- Task description -
Once you reach the line holding "[point] every instance of the brass", write out that line and every later one exactly, ending with the last line of the data; write nothing else.

- Stored items -

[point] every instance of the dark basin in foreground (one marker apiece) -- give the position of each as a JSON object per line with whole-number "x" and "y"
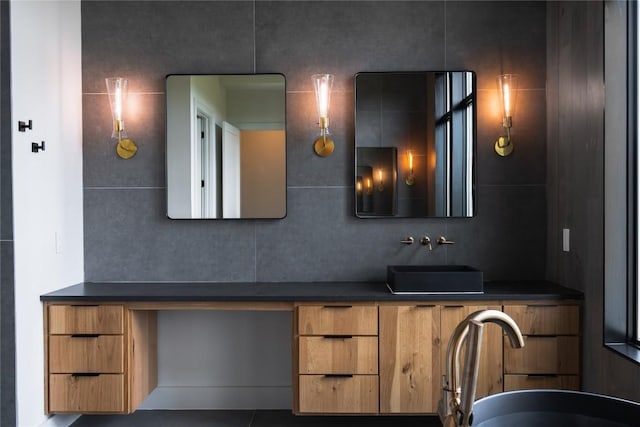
{"x": 429, "y": 279}
{"x": 554, "y": 408}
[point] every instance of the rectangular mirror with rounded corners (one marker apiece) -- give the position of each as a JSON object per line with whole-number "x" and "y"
{"x": 415, "y": 142}
{"x": 226, "y": 146}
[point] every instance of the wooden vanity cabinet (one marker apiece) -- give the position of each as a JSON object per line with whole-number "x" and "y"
{"x": 551, "y": 356}
{"x": 99, "y": 358}
{"x": 409, "y": 358}
{"x": 337, "y": 359}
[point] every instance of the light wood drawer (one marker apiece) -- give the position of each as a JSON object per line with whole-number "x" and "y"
{"x": 546, "y": 319}
{"x": 101, "y": 353}
{"x": 529, "y": 382}
{"x": 543, "y": 355}
{"x": 326, "y": 394}
{"x": 86, "y": 394}
{"x": 338, "y": 320}
{"x": 338, "y": 355}
{"x": 86, "y": 319}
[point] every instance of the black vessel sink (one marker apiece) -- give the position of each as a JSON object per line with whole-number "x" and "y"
{"x": 434, "y": 279}
{"x": 554, "y": 408}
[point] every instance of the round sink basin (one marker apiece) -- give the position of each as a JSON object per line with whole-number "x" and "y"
{"x": 554, "y": 408}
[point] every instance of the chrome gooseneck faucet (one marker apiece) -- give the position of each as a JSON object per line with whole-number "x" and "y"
{"x": 455, "y": 406}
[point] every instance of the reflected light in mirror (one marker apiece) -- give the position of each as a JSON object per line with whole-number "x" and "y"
{"x": 508, "y": 86}
{"x": 410, "y": 180}
{"x": 420, "y": 129}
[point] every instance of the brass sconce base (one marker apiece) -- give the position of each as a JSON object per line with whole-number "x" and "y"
{"x": 126, "y": 148}
{"x": 323, "y": 146}
{"x": 503, "y": 146}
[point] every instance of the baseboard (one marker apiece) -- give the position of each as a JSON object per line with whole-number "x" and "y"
{"x": 219, "y": 398}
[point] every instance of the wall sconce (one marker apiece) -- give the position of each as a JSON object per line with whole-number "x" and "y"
{"x": 380, "y": 180}
{"x": 410, "y": 180}
{"x": 508, "y": 84}
{"x": 323, "y": 146}
{"x": 117, "y": 90}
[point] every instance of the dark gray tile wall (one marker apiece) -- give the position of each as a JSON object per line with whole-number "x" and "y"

- Solution to this problem -
[point] every instance of the brass sconce base (one marker apiece) -- give the position of each as a JSON object per line with whole-number "x" and "y"
{"x": 126, "y": 148}
{"x": 323, "y": 146}
{"x": 503, "y": 146}
[point] every instance of the baseboard (one marker apiece) -- give the position of each as a JSON object per line with whole-number "x" and "y"
{"x": 219, "y": 398}
[point] every instance of the wall sconce (one marker apiece) -- give the position of each as a JSON object per line with whole-number "x" and "y"
{"x": 380, "y": 180}
{"x": 410, "y": 180}
{"x": 508, "y": 84}
{"x": 323, "y": 146}
{"x": 117, "y": 90}
[point] every instance of the dark gray tile wall (one marker apiece) -- give the position of each as a JSON object per line with whole-number "x" and "y"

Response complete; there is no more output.